## What this task involves
Among the entries below, how many lines hold "instance"? Reply with the number only.

Stored data entries:

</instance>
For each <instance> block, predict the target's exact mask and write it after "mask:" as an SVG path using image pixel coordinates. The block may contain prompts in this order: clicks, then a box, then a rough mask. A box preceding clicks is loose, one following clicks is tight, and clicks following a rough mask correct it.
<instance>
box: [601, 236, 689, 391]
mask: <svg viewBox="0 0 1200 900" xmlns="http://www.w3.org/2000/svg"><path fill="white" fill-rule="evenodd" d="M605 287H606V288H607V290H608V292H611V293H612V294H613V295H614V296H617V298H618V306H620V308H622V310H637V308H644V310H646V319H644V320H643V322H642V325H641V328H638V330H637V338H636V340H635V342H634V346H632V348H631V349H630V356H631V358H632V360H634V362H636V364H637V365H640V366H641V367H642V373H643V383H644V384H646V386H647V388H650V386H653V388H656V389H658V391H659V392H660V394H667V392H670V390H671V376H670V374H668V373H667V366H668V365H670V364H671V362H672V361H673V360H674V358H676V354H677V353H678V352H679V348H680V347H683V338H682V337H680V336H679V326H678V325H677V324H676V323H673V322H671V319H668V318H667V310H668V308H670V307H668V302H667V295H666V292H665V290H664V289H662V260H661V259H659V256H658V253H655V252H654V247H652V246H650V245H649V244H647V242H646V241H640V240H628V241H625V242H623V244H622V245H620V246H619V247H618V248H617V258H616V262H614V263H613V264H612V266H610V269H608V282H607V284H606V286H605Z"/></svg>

## Answer for this exercise
3